**Exercise prompt:**
Your answer should be the lines below from the one holding "Target: yellow inflatable wall" through the one holding "Target: green sneaker", copied exactly and with nothing else.

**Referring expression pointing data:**
★ ★ ★ ★ ★ ★ ★

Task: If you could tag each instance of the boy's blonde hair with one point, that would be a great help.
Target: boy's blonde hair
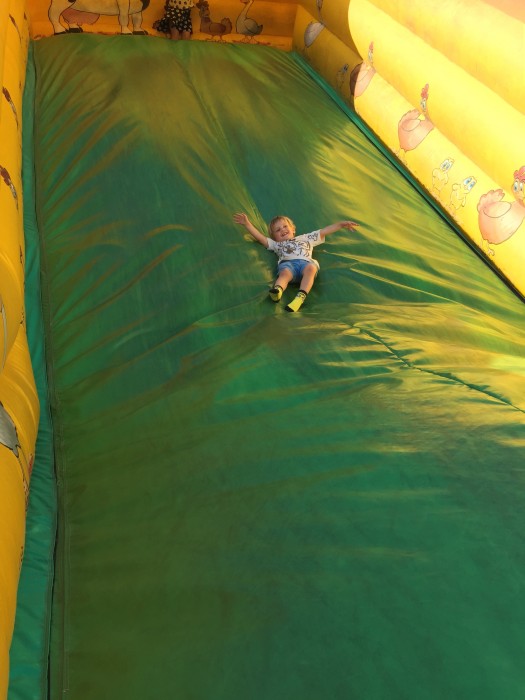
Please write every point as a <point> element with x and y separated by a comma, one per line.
<point>279,218</point>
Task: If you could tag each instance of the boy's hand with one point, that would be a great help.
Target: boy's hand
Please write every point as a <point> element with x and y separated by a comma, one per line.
<point>241,218</point>
<point>350,225</point>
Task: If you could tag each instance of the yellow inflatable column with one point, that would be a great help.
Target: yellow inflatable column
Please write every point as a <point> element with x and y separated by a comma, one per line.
<point>450,105</point>
<point>18,397</point>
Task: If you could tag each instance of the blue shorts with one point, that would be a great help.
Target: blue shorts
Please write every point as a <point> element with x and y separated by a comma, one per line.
<point>296,267</point>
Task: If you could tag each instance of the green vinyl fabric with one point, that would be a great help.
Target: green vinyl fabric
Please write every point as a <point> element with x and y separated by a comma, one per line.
<point>257,504</point>
<point>29,652</point>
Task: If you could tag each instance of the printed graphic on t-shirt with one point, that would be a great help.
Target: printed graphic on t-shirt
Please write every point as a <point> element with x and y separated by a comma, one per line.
<point>296,248</point>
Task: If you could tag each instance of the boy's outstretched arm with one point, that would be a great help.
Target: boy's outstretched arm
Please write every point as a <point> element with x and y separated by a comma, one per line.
<point>243,220</point>
<point>350,225</point>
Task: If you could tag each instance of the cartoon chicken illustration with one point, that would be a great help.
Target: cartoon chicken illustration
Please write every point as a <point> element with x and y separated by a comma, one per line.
<point>499,220</point>
<point>414,126</point>
<point>245,25</point>
<point>313,29</point>
<point>363,74</point>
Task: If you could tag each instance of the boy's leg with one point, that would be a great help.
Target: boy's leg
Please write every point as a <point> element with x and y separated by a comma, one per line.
<point>307,282</point>
<point>283,280</point>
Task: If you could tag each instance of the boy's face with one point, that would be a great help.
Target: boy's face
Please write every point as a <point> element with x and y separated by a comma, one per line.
<point>283,230</point>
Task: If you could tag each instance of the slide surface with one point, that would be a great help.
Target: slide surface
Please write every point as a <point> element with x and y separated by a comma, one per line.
<point>252,503</point>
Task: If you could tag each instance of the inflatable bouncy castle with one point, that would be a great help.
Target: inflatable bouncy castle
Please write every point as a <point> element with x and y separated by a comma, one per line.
<point>202,495</point>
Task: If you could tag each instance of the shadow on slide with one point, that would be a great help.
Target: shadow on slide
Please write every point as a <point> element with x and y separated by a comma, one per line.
<point>255,504</point>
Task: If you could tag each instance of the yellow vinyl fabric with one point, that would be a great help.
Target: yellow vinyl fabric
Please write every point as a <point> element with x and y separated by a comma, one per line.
<point>440,84</point>
<point>18,399</point>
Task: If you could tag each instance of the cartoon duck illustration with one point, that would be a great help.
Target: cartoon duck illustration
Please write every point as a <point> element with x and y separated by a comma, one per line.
<point>499,220</point>
<point>363,74</point>
<point>440,175</point>
<point>459,193</point>
<point>313,29</point>
<point>415,125</point>
<point>245,25</point>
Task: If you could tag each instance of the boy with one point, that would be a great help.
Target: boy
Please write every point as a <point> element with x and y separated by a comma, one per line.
<point>295,262</point>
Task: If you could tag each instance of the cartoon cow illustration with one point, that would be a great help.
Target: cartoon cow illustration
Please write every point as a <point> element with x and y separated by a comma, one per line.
<point>77,12</point>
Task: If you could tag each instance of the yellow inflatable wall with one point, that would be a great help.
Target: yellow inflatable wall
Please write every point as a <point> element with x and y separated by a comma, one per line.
<point>18,398</point>
<point>440,83</point>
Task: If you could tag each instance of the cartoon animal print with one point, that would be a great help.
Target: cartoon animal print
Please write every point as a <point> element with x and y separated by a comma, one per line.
<point>9,439</point>
<point>499,220</point>
<point>16,27</point>
<point>73,11</point>
<point>362,74</point>
<point>214,29</point>
<point>245,25</point>
<point>440,175</point>
<point>414,126</point>
<point>4,174</point>
<point>10,102</point>
<point>313,29</point>
<point>3,316</point>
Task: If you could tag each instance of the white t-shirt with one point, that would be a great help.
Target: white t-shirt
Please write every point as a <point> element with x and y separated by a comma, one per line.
<point>296,248</point>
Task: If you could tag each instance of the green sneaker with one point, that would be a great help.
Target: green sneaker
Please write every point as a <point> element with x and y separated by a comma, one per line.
<point>296,303</point>
<point>276,293</point>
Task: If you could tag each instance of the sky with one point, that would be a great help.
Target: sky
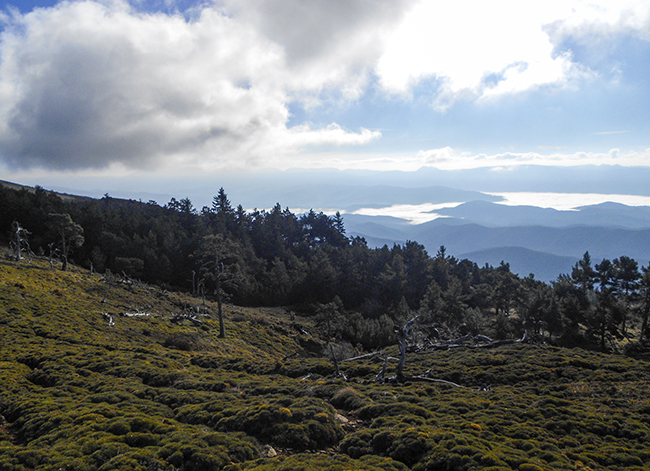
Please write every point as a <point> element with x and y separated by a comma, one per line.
<point>181,88</point>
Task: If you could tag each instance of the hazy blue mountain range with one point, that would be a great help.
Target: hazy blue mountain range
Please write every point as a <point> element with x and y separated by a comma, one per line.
<point>480,228</point>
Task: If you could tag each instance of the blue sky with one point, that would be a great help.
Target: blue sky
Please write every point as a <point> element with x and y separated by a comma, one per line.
<point>179,87</point>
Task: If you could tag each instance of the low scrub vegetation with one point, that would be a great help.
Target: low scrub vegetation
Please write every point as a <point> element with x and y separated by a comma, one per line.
<point>101,374</point>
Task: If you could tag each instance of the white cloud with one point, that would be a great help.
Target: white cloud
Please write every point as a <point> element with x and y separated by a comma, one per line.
<point>87,84</point>
<point>479,49</point>
<point>448,159</point>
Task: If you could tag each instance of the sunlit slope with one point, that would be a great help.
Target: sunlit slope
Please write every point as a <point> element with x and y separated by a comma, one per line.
<point>162,392</point>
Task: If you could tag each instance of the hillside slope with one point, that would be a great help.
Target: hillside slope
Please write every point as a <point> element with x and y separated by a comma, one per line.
<point>155,390</point>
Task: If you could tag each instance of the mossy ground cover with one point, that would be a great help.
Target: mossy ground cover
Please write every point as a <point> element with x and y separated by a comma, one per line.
<point>157,392</point>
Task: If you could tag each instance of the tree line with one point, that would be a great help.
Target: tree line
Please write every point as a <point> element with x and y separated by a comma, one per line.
<point>277,258</point>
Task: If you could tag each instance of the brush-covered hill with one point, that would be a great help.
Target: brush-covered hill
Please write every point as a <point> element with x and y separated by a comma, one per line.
<point>98,373</point>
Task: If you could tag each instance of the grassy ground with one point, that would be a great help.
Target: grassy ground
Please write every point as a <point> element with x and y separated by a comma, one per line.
<point>157,392</point>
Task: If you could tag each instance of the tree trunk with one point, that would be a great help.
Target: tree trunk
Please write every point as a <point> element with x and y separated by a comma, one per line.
<point>222,328</point>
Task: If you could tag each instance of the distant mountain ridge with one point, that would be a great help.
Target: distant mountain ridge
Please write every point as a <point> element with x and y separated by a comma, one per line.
<point>523,262</point>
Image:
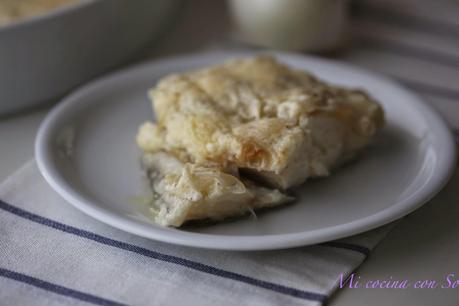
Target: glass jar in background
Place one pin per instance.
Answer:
(299, 25)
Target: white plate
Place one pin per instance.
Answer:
(411, 160)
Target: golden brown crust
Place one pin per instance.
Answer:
(259, 114)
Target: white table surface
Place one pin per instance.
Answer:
(425, 245)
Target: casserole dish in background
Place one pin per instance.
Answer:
(45, 56)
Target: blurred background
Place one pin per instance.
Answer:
(416, 42)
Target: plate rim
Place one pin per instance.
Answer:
(441, 174)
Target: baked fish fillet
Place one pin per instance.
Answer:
(184, 191)
(279, 124)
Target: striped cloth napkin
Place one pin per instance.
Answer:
(51, 254)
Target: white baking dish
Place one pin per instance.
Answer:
(46, 56)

★ ★ ★ ★ ★ ★ ★

**Exercise solution:**
Target: yellow inflatable wall
Please write every point as a <point> element with x and y separated by a comma, one per line.
<point>18,398</point>
<point>440,83</point>
Task: If you could tag each instance of the cartoon animal print with one point, that would be a great help.
Target: cartoon animal print
Please write every point as a <point> element with x and y separated by a comma, one per line.
<point>9,439</point>
<point>499,220</point>
<point>16,27</point>
<point>73,11</point>
<point>362,74</point>
<point>214,29</point>
<point>245,25</point>
<point>440,175</point>
<point>414,126</point>
<point>4,174</point>
<point>10,102</point>
<point>313,29</point>
<point>3,316</point>
Task: If you could tag each instance of the white t-shirt with one point, that would be a great help.
Target: white t-shirt
Please write every point as a <point> element with x and y separated by a comma, one per line.
<point>296,248</point>
Task: If you could tag each instance of the green sneaker with one point, that would be a great help.
Target: green sneaker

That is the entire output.